Copy the records word for word from the beginning through the line that contains "(1174, 388)", including that line. Leave the pictures out of your answer.

** Start of Information shown **

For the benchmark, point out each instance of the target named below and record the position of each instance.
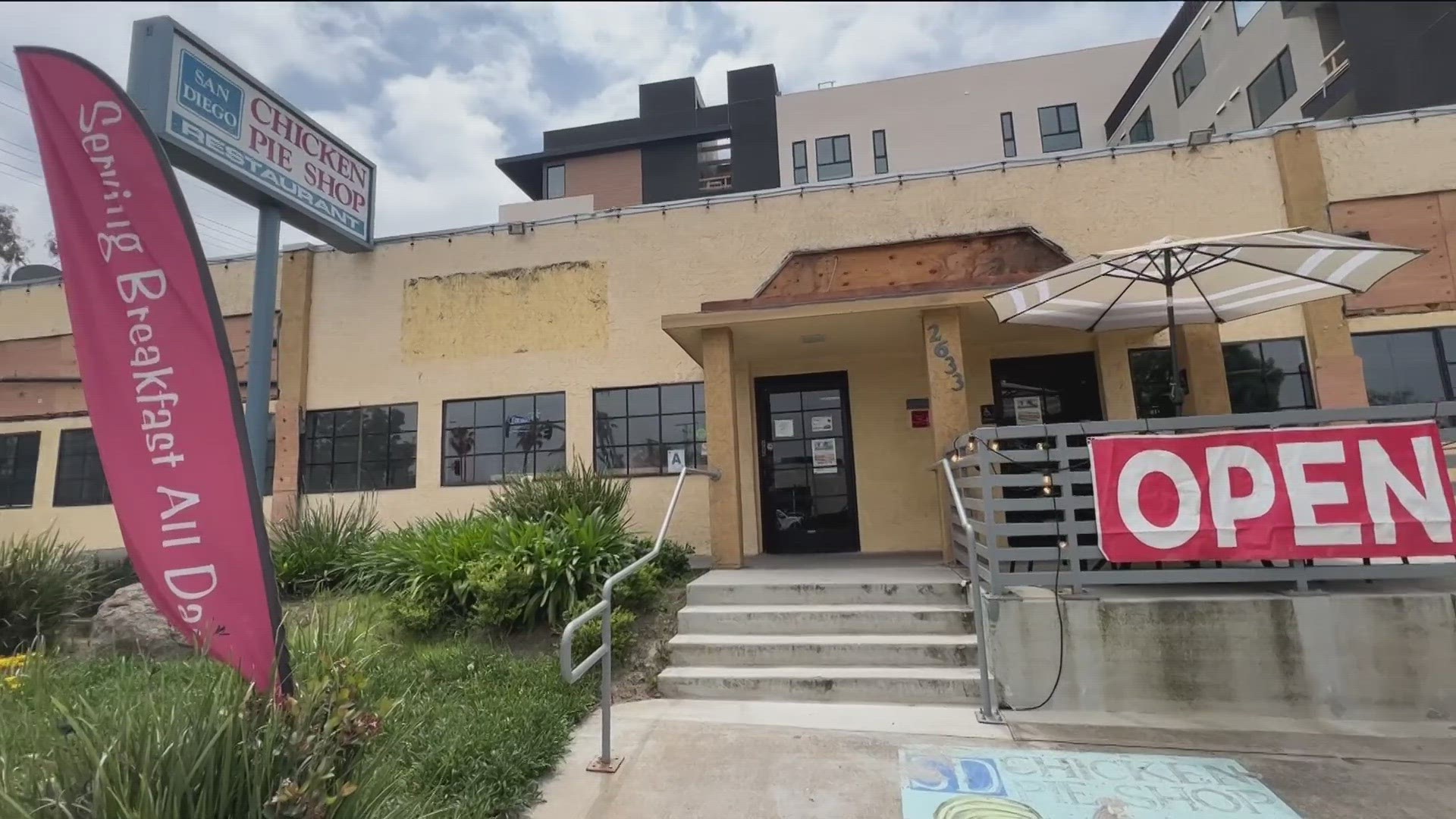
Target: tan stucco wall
(364, 350)
(1402, 156)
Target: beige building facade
(551, 346)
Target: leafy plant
(46, 583)
(191, 739)
(555, 493)
(425, 567)
(588, 637)
(315, 548)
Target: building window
(644, 430)
(1244, 12)
(555, 181)
(490, 439)
(1190, 74)
(1142, 130)
(1263, 376)
(1408, 366)
(1150, 382)
(1059, 127)
(363, 447)
(801, 162)
(1269, 375)
(1272, 88)
(715, 165)
(18, 457)
(881, 152)
(832, 156)
(79, 479)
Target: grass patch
(466, 729)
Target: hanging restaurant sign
(1375, 490)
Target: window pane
(679, 428)
(1272, 88)
(490, 413)
(1401, 368)
(1068, 114)
(459, 414)
(644, 430)
(1047, 118)
(677, 398)
(642, 401)
(612, 403)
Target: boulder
(128, 624)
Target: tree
(12, 245)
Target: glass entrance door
(805, 464)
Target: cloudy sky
(436, 93)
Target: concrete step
(946, 651)
(909, 586)
(846, 684)
(836, 618)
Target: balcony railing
(1031, 519)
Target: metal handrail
(987, 711)
(603, 653)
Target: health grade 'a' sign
(228, 129)
(1373, 490)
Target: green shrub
(191, 739)
(425, 567)
(315, 548)
(588, 637)
(555, 493)
(46, 583)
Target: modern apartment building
(679, 149)
(1232, 66)
(676, 148)
(1018, 108)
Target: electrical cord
(1056, 582)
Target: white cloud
(435, 93)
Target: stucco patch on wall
(526, 309)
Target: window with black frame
(832, 156)
(360, 447)
(79, 477)
(18, 457)
(1269, 375)
(1410, 366)
(1060, 127)
(1263, 376)
(488, 441)
(645, 430)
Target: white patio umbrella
(1175, 281)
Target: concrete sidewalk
(724, 760)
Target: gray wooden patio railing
(1030, 518)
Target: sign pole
(261, 341)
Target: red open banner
(1376, 490)
(156, 368)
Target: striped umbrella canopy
(1175, 280)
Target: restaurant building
(785, 337)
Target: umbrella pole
(1174, 388)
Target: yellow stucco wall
(373, 343)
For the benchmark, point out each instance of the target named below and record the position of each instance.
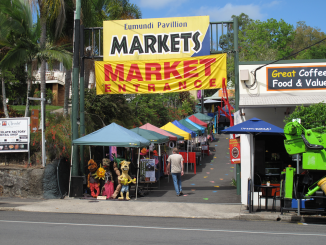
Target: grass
(21, 108)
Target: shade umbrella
(113, 135)
(253, 127)
(198, 121)
(151, 127)
(179, 137)
(151, 135)
(201, 128)
(191, 127)
(171, 127)
(182, 127)
(203, 117)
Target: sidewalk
(208, 194)
(136, 208)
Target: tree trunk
(29, 85)
(67, 90)
(4, 98)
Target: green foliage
(57, 136)
(11, 111)
(306, 36)
(15, 80)
(105, 109)
(49, 95)
(311, 116)
(266, 40)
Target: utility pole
(236, 86)
(75, 95)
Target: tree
(12, 19)
(24, 47)
(311, 116)
(306, 36)
(50, 11)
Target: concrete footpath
(137, 208)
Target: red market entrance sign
(234, 145)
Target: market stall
(202, 117)
(114, 135)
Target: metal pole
(202, 101)
(82, 100)
(137, 173)
(236, 61)
(75, 89)
(43, 130)
(236, 85)
(298, 172)
(72, 151)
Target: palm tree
(24, 47)
(50, 11)
(17, 22)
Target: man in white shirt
(175, 161)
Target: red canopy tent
(196, 120)
(151, 127)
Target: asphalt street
(55, 228)
(211, 184)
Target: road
(30, 228)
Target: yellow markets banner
(160, 76)
(154, 39)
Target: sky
(291, 11)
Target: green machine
(310, 184)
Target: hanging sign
(160, 76)
(14, 134)
(149, 169)
(34, 121)
(161, 38)
(296, 77)
(234, 145)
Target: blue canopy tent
(184, 128)
(114, 135)
(202, 129)
(253, 126)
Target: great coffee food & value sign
(14, 134)
(296, 77)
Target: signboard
(296, 77)
(160, 76)
(34, 121)
(14, 134)
(235, 150)
(162, 38)
(149, 169)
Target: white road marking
(168, 228)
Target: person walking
(175, 161)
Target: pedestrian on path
(175, 161)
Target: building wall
(268, 112)
(261, 87)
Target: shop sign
(160, 76)
(14, 134)
(296, 77)
(234, 146)
(34, 120)
(149, 169)
(161, 38)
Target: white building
(275, 93)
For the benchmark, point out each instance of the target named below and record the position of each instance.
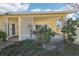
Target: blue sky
(43, 6)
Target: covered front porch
(19, 26)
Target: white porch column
(6, 26)
(19, 28)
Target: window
(58, 23)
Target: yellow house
(20, 25)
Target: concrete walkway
(3, 44)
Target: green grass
(29, 48)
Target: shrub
(3, 35)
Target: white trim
(19, 28)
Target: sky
(34, 7)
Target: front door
(13, 29)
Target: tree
(69, 30)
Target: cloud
(13, 7)
(36, 10)
(64, 8)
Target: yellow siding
(2, 23)
(13, 21)
(49, 21)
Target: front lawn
(28, 48)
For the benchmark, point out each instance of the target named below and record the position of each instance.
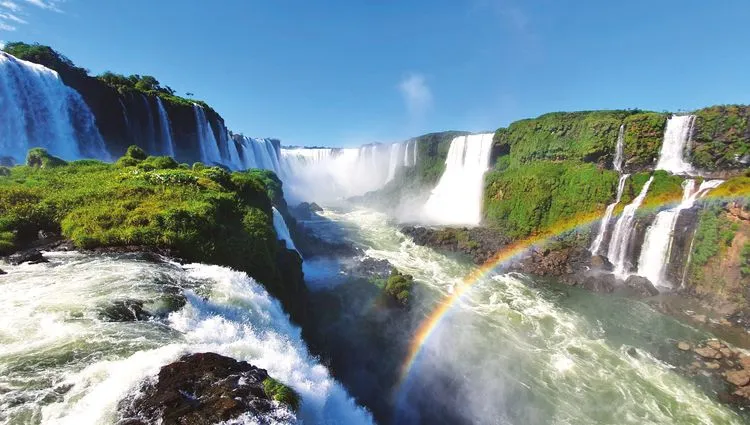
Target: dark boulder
(604, 283)
(640, 286)
(31, 256)
(202, 389)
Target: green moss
(588, 136)
(527, 200)
(644, 133)
(713, 235)
(721, 137)
(399, 287)
(40, 158)
(209, 215)
(281, 393)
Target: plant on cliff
(209, 215)
(398, 287)
(281, 393)
(721, 138)
(527, 200)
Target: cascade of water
(151, 136)
(457, 198)
(393, 161)
(618, 244)
(676, 137)
(38, 110)
(167, 144)
(282, 231)
(619, 148)
(658, 241)
(209, 148)
(597, 244)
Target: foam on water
(67, 366)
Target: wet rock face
(200, 389)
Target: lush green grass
(205, 214)
(588, 136)
(721, 136)
(399, 286)
(531, 199)
(714, 234)
(281, 393)
(644, 133)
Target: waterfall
(676, 137)
(38, 110)
(282, 231)
(597, 244)
(658, 242)
(167, 145)
(618, 244)
(150, 141)
(393, 161)
(619, 148)
(210, 154)
(457, 198)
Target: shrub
(281, 393)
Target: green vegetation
(40, 158)
(399, 286)
(531, 199)
(644, 133)
(714, 234)
(721, 138)
(588, 136)
(206, 214)
(281, 393)
(50, 58)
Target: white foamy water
(457, 198)
(514, 352)
(60, 363)
(657, 244)
(38, 110)
(282, 231)
(676, 137)
(620, 241)
(596, 246)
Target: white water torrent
(167, 144)
(38, 110)
(618, 244)
(210, 153)
(63, 363)
(457, 198)
(597, 244)
(657, 244)
(282, 231)
(676, 137)
(619, 149)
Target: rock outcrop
(202, 389)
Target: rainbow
(431, 322)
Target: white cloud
(417, 94)
(12, 6)
(46, 4)
(12, 12)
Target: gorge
(154, 232)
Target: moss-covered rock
(521, 201)
(210, 215)
(40, 158)
(721, 138)
(644, 133)
(281, 393)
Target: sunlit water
(61, 363)
(516, 351)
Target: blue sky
(346, 72)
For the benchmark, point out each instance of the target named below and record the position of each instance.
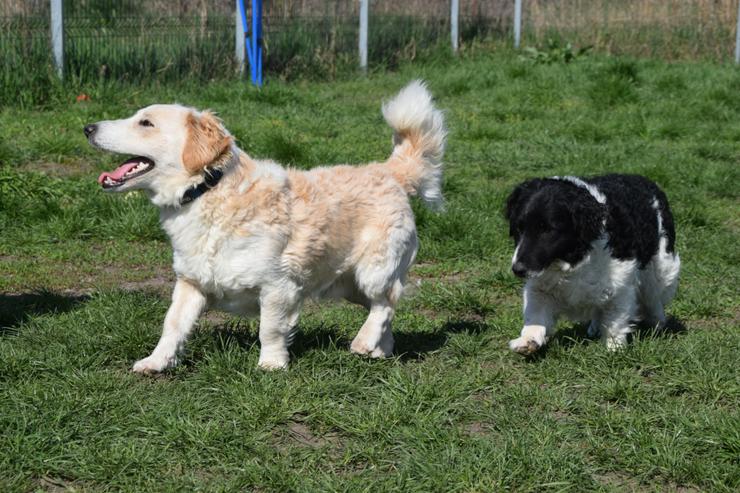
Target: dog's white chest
(586, 288)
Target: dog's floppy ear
(518, 198)
(205, 142)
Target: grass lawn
(85, 279)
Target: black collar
(213, 176)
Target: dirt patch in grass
(57, 485)
(478, 428)
(623, 482)
(297, 433)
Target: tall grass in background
(137, 41)
(667, 29)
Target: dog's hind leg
(187, 304)
(615, 322)
(279, 310)
(375, 338)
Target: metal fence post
(238, 38)
(363, 34)
(737, 36)
(454, 15)
(517, 23)
(57, 35)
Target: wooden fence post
(454, 17)
(363, 34)
(238, 38)
(737, 36)
(57, 36)
(517, 23)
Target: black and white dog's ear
(519, 196)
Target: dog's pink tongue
(118, 173)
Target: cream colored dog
(251, 236)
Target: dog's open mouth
(132, 168)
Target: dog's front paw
(273, 362)
(615, 343)
(384, 349)
(524, 345)
(152, 365)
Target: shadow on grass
(577, 335)
(15, 309)
(408, 345)
(416, 345)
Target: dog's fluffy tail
(419, 140)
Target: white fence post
(57, 35)
(363, 34)
(737, 36)
(454, 16)
(239, 38)
(517, 23)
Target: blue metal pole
(257, 42)
(254, 44)
(245, 26)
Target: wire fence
(175, 39)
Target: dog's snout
(90, 129)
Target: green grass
(85, 276)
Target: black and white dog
(596, 249)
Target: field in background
(85, 279)
(136, 40)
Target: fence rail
(172, 39)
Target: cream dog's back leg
(381, 278)
(187, 304)
(279, 310)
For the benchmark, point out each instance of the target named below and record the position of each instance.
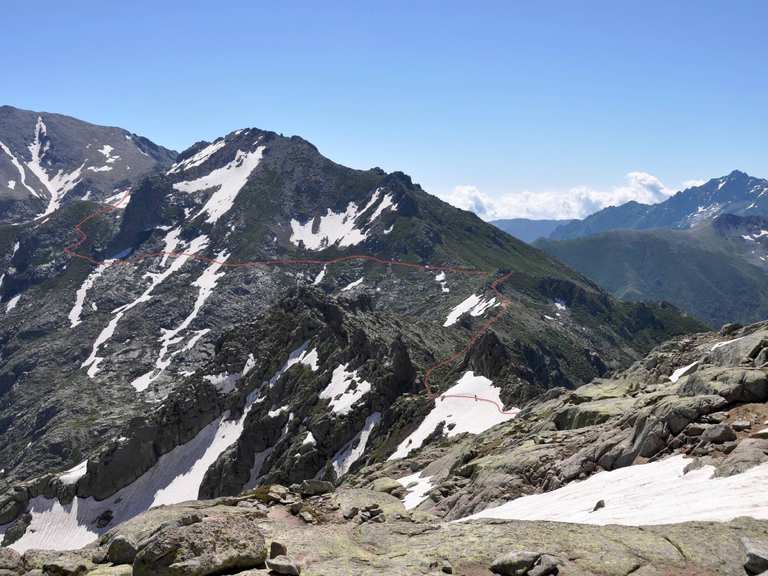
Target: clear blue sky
(502, 96)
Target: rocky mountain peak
(47, 160)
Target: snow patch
(12, 303)
(726, 343)
(82, 292)
(352, 285)
(418, 489)
(20, 168)
(646, 494)
(309, 440)
(474, 305)
(224, 382)
(176, 477)
(199, 157)
(298, 356)
(340, 228)
(74, 474)
(344, 389)
(680, 372)
(355, 448)
(57, 186)
(472, 411)
(227, 182)
(93, 360)
(205, 283)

** End of Information shown **

### Expected answer
For the benchmark, point out each instance of the target named below and record the position of each instance.
Target: tan stucco wall
(364, 350)
(1402, 156)
Target: beige building facade
(551, 346)
Target: leafy plant
(46, 583)
(191, 739)
(555, 493)
(425, 567)
(588, 637)
(315, 548)
Target: building window
(644, 430)
(1244, 12)
(555, 181)
(490, 439)
(1190, 74)
(1142, 130)
(1263, 376)
(1408, 366)
(1150, 382)
(1059, 127)
(363, 447)
(801, 162)
(1269, 375)
(1272, 88)
(715, 165)
(18, 457)
(881, 152)
(832, 156)
(79, 479)
Target: grass patch
(466, 729)
Target: hanging restaurant sign
(1375, 490)
Target: window pane
(679, 428)
(1272, 88)
(490, 413)
(1401, 368)
(1068, 114)
(459, 414)
(644, 430)
(1047, 118)
(677, 398)
(642, 401)
(612, 403)
Target: boulder
(128, 624)
Target: tree
(12, 245)
Target: glass entrance door
(805, 464)
Target: cloudy sky
(436, 93)
Target: concrete step
(946, 651)
(909, 586)
(846, 684)
(836, 618)
Target: balcony railing
(1031, 519)
Target: metal handrail
(987, 711)
(603, 653)
Target: health grade 'a' sign
(228, 129)
(1373, 490)
Target: green shrub
(191, 739)
(425, 567)
(315, 548)
(588, 637)
(555, 493)
(46, 583)
Target: modern apartment building
(679, 149)
(1232, 66)
(676, 148)
(1018, 108)
Target: electrical cord
(1056, 582)
Target: white cloud
(435, 93)
Target: stucco patch on wall
(526, 309)
Target: window with black frame
(832, 156)
(360, 447)
(79, 477)
(18, 457)
(1269, 375)
(1410, 366)
(1060, 127)
(1263, 376)
(488, 441)
(645, 430)
Target: white patio umbrella
(1175, 281)
Target: concrete sidewalk
(724, 760)
Target: gray wooden patio railing
(1030, 518)
Target: sign pole
(261, 341)
Target: red open banner
(1376, 490)
(156, 368)
Target: striped umbrella canopy
(1175, 280)
Target: restaurant building
(785, 337)
Target: umbrella pole
(1174, 388)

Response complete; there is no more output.